__Description of the task__:
Answer these questions from the biography of Jean-Paul de Dadelsen:
1. Whom did he serve as an adviser?
2. Which town did his mother come from?
3. In what year did his family move to Hirsingue?

- Born: 20 August 1913 Strasbourg, German Empire
- Died: 22 June 1957 (aged 43) Zürich, Switzerland
- Occupations: Journalist, poet, translator
- Years active: c. 1936–1957
- Known for: Poetry
- Notable work: "Jonah", "Bach en automne"

= Jean-Paul de Dadelsen =

French schoolmaster, journalist, broadcaster and poet (1913-1957)

Jean-Paul de Dadelsen (20 August 1913 – 23 June 1957) was a French schoolmaster, officer, journalist, broadcaster and poet. He was an early supporter of a European Common Market and adviser to Jean Monnet.

==Biography==
===Youth===
Jean-Paul de Dadelsen was born on 20 August 1913 Strasbourg. Despite the apparently noble patronymic, Jean-Paul de Dadelsen was the son of an Alsatian notary from Guebwiller, of German and Swiss ancestry. His mother came from Colmar. He spent his childhood, up to the age of 13, in the village of Mutterholz near Sélestat, where his father worked.

In 1927 the family moved to Hirsingue in the Department of Haut-Rhin. He attended the lycée at Mulhouse until 1929. He continued his secondary education at the JJ Henner college in Altkirch. Part of a group of artists, painters and writers, he encountered A. Schachemann, René Jourdain. Nathan Katz, Eugène Guillevic and pastor Hoffet.

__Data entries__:
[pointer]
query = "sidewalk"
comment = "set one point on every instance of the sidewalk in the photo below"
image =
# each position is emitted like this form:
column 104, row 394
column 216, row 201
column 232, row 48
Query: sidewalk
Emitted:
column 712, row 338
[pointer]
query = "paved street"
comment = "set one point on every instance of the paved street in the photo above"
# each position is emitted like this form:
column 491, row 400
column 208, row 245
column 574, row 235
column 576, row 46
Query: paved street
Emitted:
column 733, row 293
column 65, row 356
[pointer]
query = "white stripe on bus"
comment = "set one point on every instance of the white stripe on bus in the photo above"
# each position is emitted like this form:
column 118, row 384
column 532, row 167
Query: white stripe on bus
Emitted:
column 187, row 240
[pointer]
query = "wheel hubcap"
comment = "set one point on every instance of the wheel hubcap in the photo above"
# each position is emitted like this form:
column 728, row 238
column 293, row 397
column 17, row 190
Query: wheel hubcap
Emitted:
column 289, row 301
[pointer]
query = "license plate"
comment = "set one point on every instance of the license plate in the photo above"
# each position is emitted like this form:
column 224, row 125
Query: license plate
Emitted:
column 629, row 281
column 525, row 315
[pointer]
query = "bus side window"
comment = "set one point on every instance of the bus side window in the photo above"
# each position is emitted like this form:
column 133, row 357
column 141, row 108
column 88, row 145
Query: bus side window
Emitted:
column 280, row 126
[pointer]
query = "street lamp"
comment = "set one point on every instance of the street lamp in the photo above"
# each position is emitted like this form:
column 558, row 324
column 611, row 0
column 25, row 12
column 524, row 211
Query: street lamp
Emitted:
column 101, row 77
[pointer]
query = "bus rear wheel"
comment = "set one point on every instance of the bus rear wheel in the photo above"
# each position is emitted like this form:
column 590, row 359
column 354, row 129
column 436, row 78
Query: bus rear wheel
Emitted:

__Task output__:
1. Jean Monnet
2. Colmar
3. 1927